##### Fragmento

La frase inmortalizada por Alberto Olmedo aplica a TODOS. Porque llegamos a este mundo desnudos y sin riqueza personal. Mejorar esa condición igualitaria de base es, en principio, responsabilidad propia: esforzarnos para superarla. Luego depende de aquellos que elegimos para dirigirnos. Todos los gobiernos que llevaron las riendas del país fueron marcando las posibilidades que han dado a los uruguayos para superar la pobreza o perder oportunidades.
El flagelo de la pobreza llegó a un punto nunca visto en la crisis del 2002, cuando estalló el insostenible modelo de vivir endeudándonos. Desde allí, la sociedad experimentó mejoras parciales. Desde los escombros y a partir del alza de los precios internacionales, el orden en el gasto público que impulsó Jorge Batlle permitió a los gobiernos posteriores una bonanza tal que, de haber consolidado esa línea económica, pudimos haber mejorado notablemente la calidad de vida.

##########
##### Datos del conjunto

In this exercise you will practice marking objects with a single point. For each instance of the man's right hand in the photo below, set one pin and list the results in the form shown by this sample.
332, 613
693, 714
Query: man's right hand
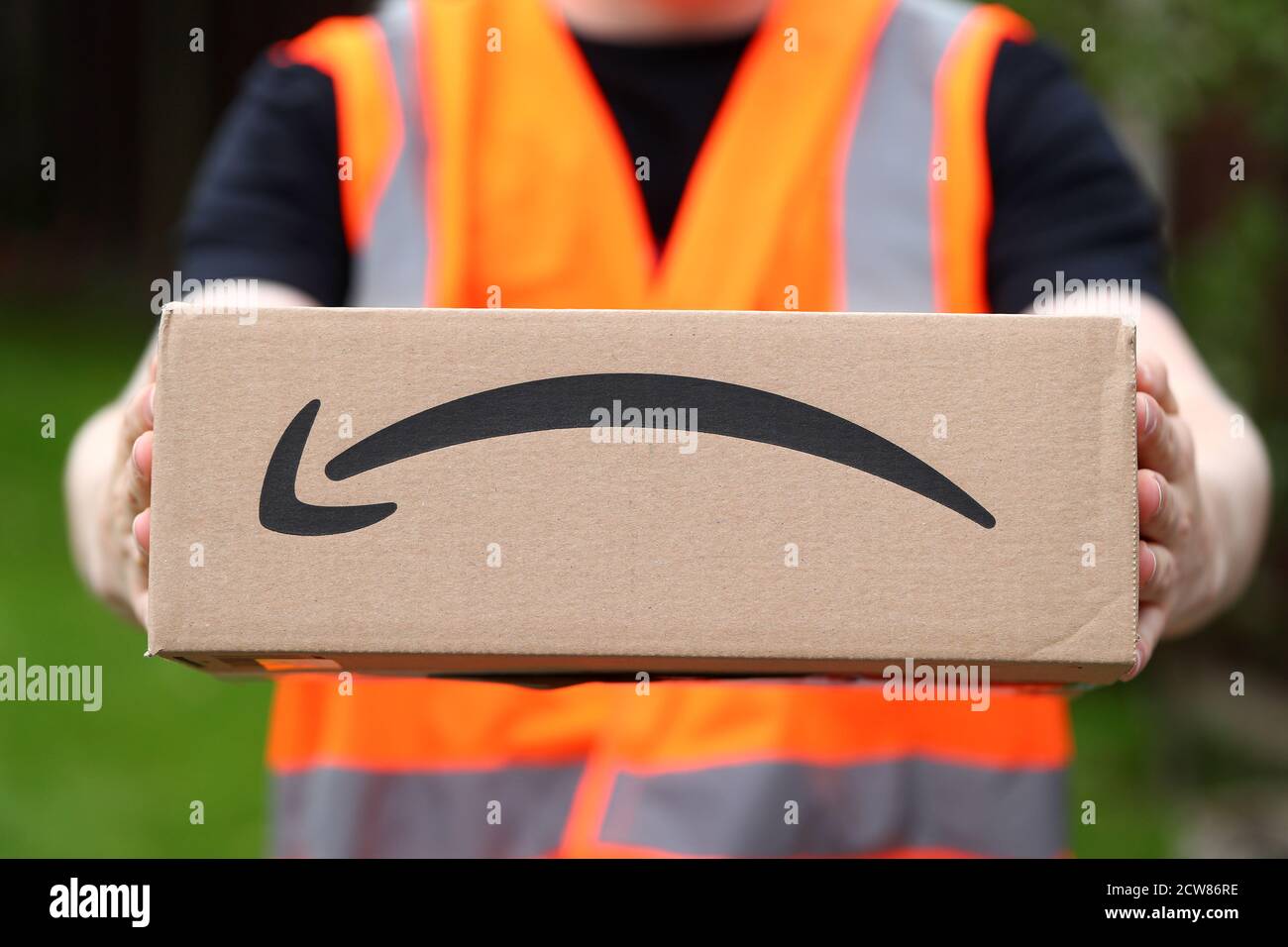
129, 514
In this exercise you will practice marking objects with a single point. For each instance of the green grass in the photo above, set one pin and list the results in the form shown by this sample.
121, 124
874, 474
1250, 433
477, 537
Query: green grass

##########

▸ Requisitos del ejercicio:
Reproduce completo, por favor, el fragmento sobre la pobreza en Uruguay, sin cambiar ni una palabra.

▸ Resultado del ejercicio:
La frase inmortalizada por Alberto Olmedo aplica a TODOS. Porque llegamos a este mundo desnudos y sin riqueza personal. Mejorar esa condición igualitaria de base es, en principio, responsabilidad propia: esforzarnos para superarla. Luego depende de aquellos que elegimos para dirigirnos. Todos los gobiernos que llevaron las riendas del país fueron marcando las posibilidades que han dado a los uruguayos para superar la pobreza o perder oportunidades.
El flagelo de la pobreza llegó a un punto nunca visto en la crisis del 2002, cuando estalló el insostenible modelo de vivir endeudándonos. Desde allí, la sociedad experimentó mejoras parciales. Desde los escombros y a partir del alza de los precios internacionales, el orden en el gasto público que impulsó Jorge Batlle permitió a los gobiernos posteriores una bonanza tal que, de haber consolidado esa línea económica, pudimos haber mejorado notablemente la calidad de vida.